→ Task A
Write out the passage of the thread on weaning off bad food between "## susanaproenca (Aug" and "he will eat?", inclusive.

→ Excerpt

# Weaning off of bad food



## Bamahedgie (Mar 17, 2011)

Okay, I am having some issues getting my guy to eat healthy. All he wants to eat is crappy special kitty cat food. I've been putting a few pieces of chicken soup cat food in his bowl, but he won't touch it. I've also tried wellness. How can I get him to eat healthy? I'm afraid he is gonna turn into a butterball. Please help.


----------



## carlyvoelcker (Mar 20, 2011)

I'm having the same problem with Coco. I found out by reading on here that the food the breeder was feeding him wasn't very healthy at all. So... I bought new food that he won't touch! So I'm stuck here too.  hmm


----------



## Bamahedgie (Mar 17, 2011)

Does anyone have any suggestions? Please help.


----------



## susanaproenca (Aug 14, 2010)

You can try mixing some of the old food with the new one in a container so the new food smells like the old one. It might be that he just doesn't like the foods your chose, can you get sample bags at the pet store and see if you find something he will eat?


----------



## Bamahedgie (Mar 17, 2011)

Yeah I have tried the mixing thing. He still refuses to eat the good stuff. He's so stubborn. The pet stores around here never have sample bags. I don't know what to do. But thanks for the suggestions.


----------



## MissC (Nov 15, 2010)

I lot of petstores let you return bags of food. Both the local stores allow returns of open bags here and I know national chains like PetSmart usually have a hassle-free return policy. I wouldn't volunteer it's for a hedgie, tho. :lol: 

Can you try to find one that isn't really low fat (hedgies tend to turn up their nose at low-fat), mix that one in, then maybe add a lower fat food later? Or mix what you want him to eat with a bit of the stuff he loves with some canned food or babyfood...if he likes the wet stuff, he'll have no choice but to eat the dry stuff. Just watch you don't make a huge change all at once.


----------



## Bamahedgie (Mar 17, 2011)

Okay. I will look for a healthy food that isn't necessarily low fat. And I will make the change slowly. I have two bags of wellness and some green pea and duck to return. I hope they take it back.thanks for the suggestion.


----------



## ArJay (Mar 15, 2011)

→ Task B
Lay out only the lines of the listing between the lines holding "In the photo above, where can the snow-covered slope" and "pixel 229 306", inclusive, as a Markdown table with the columns Row and Line. Number each row and leave out blank lines.

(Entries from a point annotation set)
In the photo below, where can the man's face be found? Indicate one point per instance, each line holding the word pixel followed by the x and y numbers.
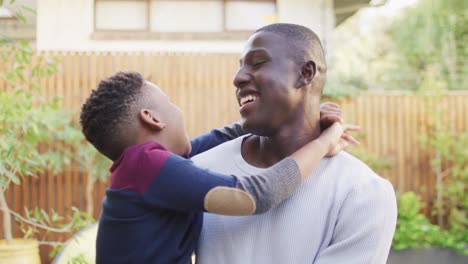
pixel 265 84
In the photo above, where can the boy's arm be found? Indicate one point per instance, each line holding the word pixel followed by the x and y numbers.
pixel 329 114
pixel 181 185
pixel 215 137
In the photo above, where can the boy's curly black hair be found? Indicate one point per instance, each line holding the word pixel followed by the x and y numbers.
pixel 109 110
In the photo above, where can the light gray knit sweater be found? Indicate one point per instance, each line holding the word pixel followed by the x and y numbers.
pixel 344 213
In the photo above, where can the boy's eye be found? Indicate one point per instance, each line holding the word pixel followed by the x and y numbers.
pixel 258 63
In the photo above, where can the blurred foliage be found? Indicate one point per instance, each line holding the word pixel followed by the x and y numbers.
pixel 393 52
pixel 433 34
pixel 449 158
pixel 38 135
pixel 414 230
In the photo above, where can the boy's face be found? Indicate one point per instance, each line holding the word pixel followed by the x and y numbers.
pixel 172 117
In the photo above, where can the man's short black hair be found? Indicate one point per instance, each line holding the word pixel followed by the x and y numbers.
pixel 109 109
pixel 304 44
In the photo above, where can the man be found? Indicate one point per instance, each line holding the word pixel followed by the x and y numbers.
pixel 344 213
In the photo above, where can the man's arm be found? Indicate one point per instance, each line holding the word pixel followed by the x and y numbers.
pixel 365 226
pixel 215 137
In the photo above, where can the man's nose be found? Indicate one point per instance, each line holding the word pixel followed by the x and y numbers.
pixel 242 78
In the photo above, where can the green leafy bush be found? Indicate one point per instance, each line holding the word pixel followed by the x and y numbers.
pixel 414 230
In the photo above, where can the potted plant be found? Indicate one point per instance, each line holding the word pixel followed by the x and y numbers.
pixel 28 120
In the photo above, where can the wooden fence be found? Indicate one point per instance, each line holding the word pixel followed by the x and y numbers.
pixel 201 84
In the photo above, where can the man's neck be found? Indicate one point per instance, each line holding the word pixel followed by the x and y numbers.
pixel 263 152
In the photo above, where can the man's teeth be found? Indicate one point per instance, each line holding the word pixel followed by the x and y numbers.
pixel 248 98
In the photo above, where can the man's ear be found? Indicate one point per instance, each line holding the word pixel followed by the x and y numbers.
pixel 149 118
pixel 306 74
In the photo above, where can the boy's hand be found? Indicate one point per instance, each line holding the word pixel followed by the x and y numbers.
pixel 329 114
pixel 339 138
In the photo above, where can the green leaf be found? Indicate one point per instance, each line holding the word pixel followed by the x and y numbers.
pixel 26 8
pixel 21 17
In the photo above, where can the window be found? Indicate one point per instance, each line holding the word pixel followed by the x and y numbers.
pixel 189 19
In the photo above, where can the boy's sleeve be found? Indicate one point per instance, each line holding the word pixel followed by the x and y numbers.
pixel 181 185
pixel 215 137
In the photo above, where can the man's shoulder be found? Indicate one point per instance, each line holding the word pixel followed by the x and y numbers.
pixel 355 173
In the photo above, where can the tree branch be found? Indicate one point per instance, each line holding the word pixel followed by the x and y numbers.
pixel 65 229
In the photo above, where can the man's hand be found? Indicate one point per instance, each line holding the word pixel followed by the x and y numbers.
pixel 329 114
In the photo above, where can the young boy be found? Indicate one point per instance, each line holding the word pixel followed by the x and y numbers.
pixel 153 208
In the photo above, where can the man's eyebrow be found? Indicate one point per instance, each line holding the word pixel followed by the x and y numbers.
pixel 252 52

--

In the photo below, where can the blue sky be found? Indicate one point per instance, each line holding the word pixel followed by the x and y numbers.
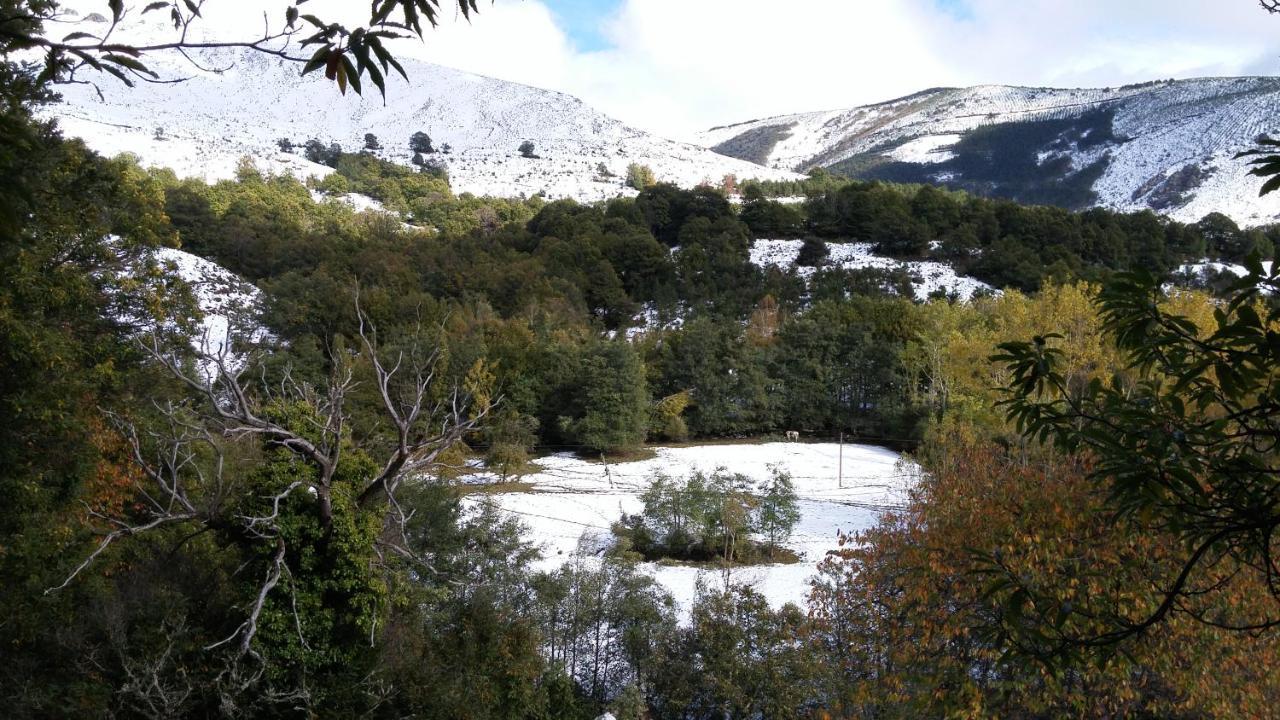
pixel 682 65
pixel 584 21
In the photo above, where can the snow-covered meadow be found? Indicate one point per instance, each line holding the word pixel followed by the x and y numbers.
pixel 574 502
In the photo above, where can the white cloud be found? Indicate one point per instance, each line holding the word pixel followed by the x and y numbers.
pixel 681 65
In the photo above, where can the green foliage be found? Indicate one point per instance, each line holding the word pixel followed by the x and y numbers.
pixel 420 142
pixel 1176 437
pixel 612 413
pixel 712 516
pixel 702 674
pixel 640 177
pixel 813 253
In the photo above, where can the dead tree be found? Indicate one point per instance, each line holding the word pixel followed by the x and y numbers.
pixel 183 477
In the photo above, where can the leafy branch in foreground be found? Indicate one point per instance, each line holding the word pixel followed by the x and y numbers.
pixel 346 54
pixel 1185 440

...

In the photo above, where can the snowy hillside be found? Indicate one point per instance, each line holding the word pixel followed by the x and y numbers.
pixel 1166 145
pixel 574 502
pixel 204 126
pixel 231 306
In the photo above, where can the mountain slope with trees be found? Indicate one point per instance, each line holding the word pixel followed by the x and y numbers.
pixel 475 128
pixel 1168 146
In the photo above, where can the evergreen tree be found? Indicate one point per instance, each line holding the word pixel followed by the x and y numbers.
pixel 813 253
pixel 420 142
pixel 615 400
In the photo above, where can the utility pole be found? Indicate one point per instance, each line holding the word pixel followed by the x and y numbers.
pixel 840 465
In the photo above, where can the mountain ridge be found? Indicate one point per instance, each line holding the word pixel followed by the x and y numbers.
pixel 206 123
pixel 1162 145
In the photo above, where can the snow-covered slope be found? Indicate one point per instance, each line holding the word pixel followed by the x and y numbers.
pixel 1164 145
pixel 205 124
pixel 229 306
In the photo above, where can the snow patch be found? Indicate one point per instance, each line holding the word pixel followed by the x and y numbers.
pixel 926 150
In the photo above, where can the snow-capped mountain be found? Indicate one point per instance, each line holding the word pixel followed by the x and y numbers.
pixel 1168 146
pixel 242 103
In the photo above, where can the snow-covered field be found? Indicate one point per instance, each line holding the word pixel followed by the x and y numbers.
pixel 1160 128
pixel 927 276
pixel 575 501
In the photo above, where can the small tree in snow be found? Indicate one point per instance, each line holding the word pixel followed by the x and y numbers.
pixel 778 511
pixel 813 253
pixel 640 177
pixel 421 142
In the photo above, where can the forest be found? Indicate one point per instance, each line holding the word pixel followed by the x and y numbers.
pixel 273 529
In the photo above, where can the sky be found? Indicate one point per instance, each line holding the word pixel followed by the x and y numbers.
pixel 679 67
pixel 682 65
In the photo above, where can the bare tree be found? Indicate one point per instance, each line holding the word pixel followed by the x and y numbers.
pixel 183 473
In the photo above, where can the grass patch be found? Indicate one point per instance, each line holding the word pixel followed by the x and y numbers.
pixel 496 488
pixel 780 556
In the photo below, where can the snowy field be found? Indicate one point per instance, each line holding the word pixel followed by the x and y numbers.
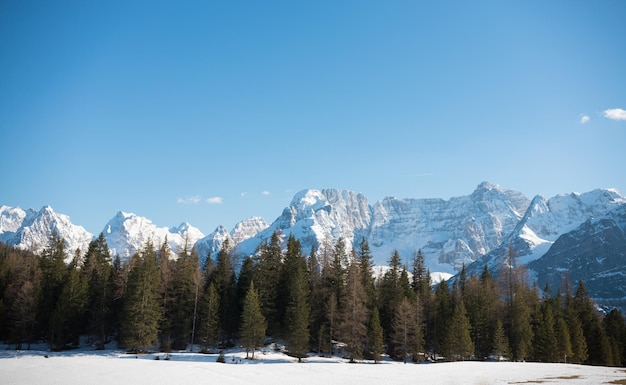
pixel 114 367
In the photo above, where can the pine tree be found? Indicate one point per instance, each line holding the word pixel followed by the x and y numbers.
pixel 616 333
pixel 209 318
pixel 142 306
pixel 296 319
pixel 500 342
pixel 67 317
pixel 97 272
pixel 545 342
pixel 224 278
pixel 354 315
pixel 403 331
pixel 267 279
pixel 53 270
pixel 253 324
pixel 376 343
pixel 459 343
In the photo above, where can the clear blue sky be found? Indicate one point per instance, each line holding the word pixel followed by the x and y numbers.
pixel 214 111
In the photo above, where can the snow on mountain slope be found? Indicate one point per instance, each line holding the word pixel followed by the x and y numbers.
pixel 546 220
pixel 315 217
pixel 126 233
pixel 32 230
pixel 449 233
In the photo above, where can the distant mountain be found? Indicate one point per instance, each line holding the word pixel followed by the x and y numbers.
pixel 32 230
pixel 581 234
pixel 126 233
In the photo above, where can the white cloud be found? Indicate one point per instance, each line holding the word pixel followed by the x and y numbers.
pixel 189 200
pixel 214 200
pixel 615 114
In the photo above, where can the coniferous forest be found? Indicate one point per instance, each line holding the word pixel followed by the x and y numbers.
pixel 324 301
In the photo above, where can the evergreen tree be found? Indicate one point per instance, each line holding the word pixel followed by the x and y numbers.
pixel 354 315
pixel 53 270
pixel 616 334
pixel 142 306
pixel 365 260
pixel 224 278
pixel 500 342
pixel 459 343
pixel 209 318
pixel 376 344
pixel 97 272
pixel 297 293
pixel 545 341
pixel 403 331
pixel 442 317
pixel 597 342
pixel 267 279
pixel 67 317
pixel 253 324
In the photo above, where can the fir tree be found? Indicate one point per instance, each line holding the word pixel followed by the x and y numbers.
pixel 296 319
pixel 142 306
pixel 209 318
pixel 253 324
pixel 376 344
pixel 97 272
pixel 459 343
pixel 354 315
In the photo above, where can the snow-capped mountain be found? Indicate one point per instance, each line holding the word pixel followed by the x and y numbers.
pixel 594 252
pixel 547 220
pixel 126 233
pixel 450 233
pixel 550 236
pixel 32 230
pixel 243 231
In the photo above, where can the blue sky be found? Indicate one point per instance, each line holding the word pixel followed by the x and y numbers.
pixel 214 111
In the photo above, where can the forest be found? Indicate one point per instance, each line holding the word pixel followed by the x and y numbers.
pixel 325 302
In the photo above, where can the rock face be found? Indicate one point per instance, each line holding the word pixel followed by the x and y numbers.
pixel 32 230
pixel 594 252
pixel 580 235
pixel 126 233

→ Written solution A
## susanaproenca (Aug 14, 2010)

You can try mixing some of the old food with the new one in a container so the new food smells like the old one. It might be that he just doesn't like the foods your chose, can you get sample bags at the pet store and see if you find something he will eat?

→ Written solution B
| Row | Line |
|---|---|
| 1 | In the photo above, where can the snow-covered slope be found? Indicate one point per instance, each line holding the word pixel followed by the x and y numbers. |
| 2 | pixel 1164 145 |
| 3 | pixel 205 124 |
| 4 | pixel 229 306 |